TRECHO DO DOCUMENTO.
•••••
Galera sucumbe à caricatura de romance de fôlego

"Barba Ensopada de Sangue" se perde em meio a descrições inúteis de tudo e desperdiça evidente talento de autor

Percebe-se uma exasperação crescente com o relato, que nada tem a ver com essa paisagem prenhe de violência

ALFREDO MONTE ESPECIAL PARA A FOLHA

Já no projeto anterior a "Barba Ensopada de Sangue", a graphic novel "Cachalote" (2010), em parceria com Rafael Coutinho, Daniel Galera parecia ter aumentado suas apostas como escritor.

Tratava-se de um complexo conjunto de tramas alternadas que, se não chegava a ser completamente bem-sucedido (antes o contrário), impunha respeito e mantinha seus admiradores na maior expectativa pelo novo e alentado romance.

Nele, um atleta e professor de natação (com uma personalidade peculiar, meio neutra e desapegada, e a complicação neurológica suplementar de não conseguir lembrar o rosto das pessoas), resolve instalar-se na estância balneária de Garopaba, após o suicídio do pai, porque este mencionara o mistério em torno da morte do avô ocorrida ali.
•••••
INFORMAÇÕES EXIBIDAS.
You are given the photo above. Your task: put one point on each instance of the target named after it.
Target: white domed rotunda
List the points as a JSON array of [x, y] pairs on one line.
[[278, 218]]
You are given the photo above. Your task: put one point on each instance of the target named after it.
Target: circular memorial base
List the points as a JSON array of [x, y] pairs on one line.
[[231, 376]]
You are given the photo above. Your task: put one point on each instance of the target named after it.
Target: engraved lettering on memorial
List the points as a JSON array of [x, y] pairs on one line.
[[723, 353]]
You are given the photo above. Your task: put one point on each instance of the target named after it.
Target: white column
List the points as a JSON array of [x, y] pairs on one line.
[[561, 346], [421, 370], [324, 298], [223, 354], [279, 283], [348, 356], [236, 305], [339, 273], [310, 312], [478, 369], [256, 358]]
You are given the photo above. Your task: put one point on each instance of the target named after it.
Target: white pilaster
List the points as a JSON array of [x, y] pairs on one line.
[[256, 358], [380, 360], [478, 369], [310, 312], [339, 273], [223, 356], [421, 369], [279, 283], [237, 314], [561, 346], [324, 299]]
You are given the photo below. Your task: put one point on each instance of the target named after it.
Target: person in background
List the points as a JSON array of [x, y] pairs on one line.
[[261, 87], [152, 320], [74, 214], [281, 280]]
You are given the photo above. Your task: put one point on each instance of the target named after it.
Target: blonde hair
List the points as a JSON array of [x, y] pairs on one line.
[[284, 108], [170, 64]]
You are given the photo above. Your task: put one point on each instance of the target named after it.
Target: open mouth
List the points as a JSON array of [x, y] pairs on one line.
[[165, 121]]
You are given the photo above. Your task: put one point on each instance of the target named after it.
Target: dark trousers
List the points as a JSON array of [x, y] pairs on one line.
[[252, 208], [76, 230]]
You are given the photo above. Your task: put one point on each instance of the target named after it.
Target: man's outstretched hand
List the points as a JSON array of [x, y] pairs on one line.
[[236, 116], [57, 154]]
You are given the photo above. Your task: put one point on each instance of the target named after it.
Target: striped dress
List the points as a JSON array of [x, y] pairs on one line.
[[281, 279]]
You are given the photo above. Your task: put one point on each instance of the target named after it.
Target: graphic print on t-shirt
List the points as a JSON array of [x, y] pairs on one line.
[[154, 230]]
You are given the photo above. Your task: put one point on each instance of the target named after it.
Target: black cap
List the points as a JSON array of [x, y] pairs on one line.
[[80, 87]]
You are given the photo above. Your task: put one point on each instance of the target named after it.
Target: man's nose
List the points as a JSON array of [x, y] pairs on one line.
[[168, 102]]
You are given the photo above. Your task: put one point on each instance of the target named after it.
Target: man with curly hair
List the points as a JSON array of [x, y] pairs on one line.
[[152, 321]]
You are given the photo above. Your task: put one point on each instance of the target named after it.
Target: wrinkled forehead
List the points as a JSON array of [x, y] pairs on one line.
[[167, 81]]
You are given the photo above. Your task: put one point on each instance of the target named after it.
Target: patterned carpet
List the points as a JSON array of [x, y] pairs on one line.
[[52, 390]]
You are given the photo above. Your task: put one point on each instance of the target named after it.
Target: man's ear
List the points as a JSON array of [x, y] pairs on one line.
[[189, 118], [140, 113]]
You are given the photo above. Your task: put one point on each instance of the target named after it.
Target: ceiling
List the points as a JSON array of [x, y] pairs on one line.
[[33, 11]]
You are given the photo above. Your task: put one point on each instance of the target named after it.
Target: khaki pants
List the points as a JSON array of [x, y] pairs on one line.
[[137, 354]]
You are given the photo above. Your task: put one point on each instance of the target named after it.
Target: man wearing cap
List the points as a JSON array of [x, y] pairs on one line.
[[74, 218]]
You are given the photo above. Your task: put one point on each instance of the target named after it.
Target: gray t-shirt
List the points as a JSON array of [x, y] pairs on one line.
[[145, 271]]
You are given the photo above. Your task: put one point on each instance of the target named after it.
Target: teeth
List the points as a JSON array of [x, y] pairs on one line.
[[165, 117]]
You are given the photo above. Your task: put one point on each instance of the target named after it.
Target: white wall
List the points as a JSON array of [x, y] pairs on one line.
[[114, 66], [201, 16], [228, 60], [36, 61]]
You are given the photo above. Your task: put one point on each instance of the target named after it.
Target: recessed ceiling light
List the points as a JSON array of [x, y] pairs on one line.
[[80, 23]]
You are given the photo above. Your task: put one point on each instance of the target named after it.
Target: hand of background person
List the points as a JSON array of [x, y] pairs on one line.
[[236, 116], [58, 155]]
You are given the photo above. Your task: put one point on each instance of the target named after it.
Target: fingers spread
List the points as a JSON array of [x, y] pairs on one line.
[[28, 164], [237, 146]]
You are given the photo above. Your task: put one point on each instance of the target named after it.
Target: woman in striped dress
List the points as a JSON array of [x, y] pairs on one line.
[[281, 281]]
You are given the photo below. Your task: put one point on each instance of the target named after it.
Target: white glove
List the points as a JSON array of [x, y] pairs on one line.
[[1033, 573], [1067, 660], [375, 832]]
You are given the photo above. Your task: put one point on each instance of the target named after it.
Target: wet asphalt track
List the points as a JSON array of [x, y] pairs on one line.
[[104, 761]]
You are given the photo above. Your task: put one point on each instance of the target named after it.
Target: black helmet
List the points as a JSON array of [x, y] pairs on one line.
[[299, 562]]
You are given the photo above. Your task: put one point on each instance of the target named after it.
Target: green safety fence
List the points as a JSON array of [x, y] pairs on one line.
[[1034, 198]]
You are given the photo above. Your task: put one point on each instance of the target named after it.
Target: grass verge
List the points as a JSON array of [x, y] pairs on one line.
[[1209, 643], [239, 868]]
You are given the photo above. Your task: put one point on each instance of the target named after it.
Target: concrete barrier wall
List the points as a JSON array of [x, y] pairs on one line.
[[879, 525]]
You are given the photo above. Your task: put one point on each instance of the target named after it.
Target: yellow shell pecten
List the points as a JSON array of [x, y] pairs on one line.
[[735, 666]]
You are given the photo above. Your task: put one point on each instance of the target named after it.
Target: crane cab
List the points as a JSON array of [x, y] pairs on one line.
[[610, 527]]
•••••
TAREFAS A REALIZAR.
1 – Reescreva o trecho da resenha que vai de "Já no projeto" até "apostas como escritor.", trocando "graphic novel" por "história em quadrinhos".
2 – Com base na resenha sobre "Barba Ensopada de Sangue", indique se cada afirmação abaixo está de acordo com ela. Responda sim ou não e cite as palavras exatas da resenha que justificam a resposta.
(a) "Cachalote" foi feito em parceria com Rafael Coutinho.
(b) O protagonista do romance é professor de natação.
(c) O protagonista se instala em Garopaba antes do suicídio do pai.
3 – Prossiga a resenha sobre o romance "Barba Ensopada de Sangue" a partir do ponto em que ela termina.

RESULTADOS DAS TAREFAS.
1 –
Já no projeto anterior a "Barba Ensopada de Sangue", a história em quadrinhos "Cachalote" (2010), em parceria com Rafael Coutinho, Daniel Galera parecia ter aumentado suas apostas como escritor.

2 –
(a) Sim: "a graphic novel "Cachalote" (2010), em parceria com Rafael Coutinho".
(b) Sim: "um atleta e professor de natação".
(c) Não: "resolve instalar-se na estância balneária de Garopaba, após o suicídio do pai".

3 –
Há um nítido clima de hostilidade que volta e meia se torna ameaçador (em especial porque é muito parecido com o ancestral), enquanto seguimos seu dia a dia por quase um ano, sempre acompanhado pela cachorrinha que herdou do pai e será o pivô do clímax da história.

Nada faltava para que o ambicioso texto de mais de 400 páginas fosse um marco: talento narrativo, autoridade na linguagem (Galera sempre escreveu muito bem, e certas páginas do livro provam isso à exaustão), cosmovisão, ambiente, personagem carismático...
Embarca-se na leitura com entusiasmo porque todos os indicadores mostram que será uma experiência e tanto.

EXASPERAÇÃO

De repente, percebe-se uma exasperação crescente com o relato, que nada tem a ver com esse mundo em riste, essa paisagem natural e humana prenhe de violência e aspectos intoleráveis (evocando J.M. Coetzee) e sim porque cada personagem é descrita com minúcias inúteis, a aparência, o que veste, mesmo que depois desapareça sem deixar rastros na narrativa, assim como cada cenário, cada vale, cada morro.

Mas, principalmente, nos damos conta de que estamos lendo, a todo momento, afirmações como: "Compra uma cocada na banca da APAE, onde a renda é revertida para a instituição" (!?) ou "Carrega a mochila de acampamento com duas mudas de roupa, toalha, um sabonete, escova de dente" etc., "tudo dentro de sacolas plásticas" (!?).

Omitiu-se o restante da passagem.